>> BEGIN Input data
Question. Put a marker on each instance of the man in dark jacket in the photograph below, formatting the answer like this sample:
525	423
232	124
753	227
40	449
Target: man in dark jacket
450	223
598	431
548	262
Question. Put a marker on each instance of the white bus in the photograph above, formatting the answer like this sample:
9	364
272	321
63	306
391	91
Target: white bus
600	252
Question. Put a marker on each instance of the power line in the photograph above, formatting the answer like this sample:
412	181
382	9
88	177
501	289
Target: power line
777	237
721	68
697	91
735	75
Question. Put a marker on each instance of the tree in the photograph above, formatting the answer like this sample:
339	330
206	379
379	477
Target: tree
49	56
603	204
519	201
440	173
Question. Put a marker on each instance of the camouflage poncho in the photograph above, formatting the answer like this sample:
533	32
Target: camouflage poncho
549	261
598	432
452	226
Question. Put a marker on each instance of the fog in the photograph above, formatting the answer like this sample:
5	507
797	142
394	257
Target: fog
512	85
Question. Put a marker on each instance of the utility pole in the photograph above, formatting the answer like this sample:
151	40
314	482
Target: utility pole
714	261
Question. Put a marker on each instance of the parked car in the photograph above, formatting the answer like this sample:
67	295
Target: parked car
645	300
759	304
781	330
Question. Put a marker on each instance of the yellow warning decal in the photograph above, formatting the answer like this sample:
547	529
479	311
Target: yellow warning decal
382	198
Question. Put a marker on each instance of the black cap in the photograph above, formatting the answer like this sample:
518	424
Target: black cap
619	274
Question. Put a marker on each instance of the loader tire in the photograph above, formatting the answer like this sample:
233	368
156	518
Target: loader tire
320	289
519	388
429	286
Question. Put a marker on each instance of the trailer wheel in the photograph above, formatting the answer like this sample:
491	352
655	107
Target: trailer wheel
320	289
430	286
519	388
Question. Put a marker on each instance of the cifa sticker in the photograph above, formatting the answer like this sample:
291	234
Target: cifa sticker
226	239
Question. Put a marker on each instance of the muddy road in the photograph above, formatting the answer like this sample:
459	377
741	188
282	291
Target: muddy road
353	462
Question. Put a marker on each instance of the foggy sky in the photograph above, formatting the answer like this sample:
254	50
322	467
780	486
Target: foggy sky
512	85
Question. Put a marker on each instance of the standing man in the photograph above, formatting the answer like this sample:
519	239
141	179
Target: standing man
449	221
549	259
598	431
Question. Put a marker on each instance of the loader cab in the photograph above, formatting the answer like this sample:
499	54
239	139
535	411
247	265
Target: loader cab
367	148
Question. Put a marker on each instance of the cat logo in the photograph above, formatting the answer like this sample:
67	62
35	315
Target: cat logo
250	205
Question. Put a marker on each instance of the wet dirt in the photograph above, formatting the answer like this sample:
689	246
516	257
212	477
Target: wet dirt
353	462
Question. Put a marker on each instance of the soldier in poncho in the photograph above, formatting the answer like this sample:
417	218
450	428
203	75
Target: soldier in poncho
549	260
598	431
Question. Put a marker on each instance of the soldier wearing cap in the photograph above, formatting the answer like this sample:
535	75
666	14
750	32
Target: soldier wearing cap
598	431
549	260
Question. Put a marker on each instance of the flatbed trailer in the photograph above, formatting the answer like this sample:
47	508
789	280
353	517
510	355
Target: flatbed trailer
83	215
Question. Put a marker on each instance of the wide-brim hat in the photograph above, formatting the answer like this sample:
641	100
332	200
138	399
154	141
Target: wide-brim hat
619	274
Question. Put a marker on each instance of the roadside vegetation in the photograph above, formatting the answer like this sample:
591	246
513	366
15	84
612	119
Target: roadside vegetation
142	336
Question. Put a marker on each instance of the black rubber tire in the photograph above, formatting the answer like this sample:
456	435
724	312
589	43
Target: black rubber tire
>> END Input data
» **Written instruction**
Write out again, unchanged, every line from the line containing "Question. Put a marker on each instance of the standing" to the final line of the material above.

» **Answer below**
Question. Put a marker on each instance of the standing man in the photograph above, formatting the answer like this sample:
519	239
141	179
Target: standing man
449	221
549	259
598	431
Question. Put a marker on each instance of the loader cab in the photograph above, formatting the answer like this sample:
499	54
239	139
535	411
247	265
Target: loader cab
367	148
Question. Put a marker on each instance of the cat logo in the photograph above, formatting the answer like this sample:
67	62
35	315
Target: cat logo
250	205
Question. Put a marker on each instance of the wet dirt in the photograph above, formatting the answer like this sample:
689	246
516	257
212	477
Target: wet dirt
353	462
Question. Put a marker on each instance of the soldier in poncho in the photograph above, formatting the answer like this sample:
417	218
450	428
203	75
Target: soldier in poncho
549	260
598	431
Question. Put a marker on each instance of the soldier wearing cap in the photograph above, formatting the answer like this sample:
535	75
666	14
750	32
Target: soldier wearing cap
598	431
549	260
Question. Put a marker on each instance of the flatbed trailer in the photograph above, formatting the answer like this sample:
47	508
789	280
353	517
510	355
Target: flatbed trailer
83	215
Question. Put a marker on each instance of the wide-brim hat in the photograph above, formatting the answer like this sample:
641	100
332	200
138	399
154	141
Target: wide-brim hat
619	274
Question. Put a marker on each instance of the roadside vegetation in the photograph above, formatting the answer like this sample:
591	246
513	366
15	84
612	119
Target: roadside vegetation
142	336
Question. Put a marker on each instance of the black rubber tire in the photograph above, formatting the answer like this sample:
456	435
724	312
589	43
Target: black rubber tire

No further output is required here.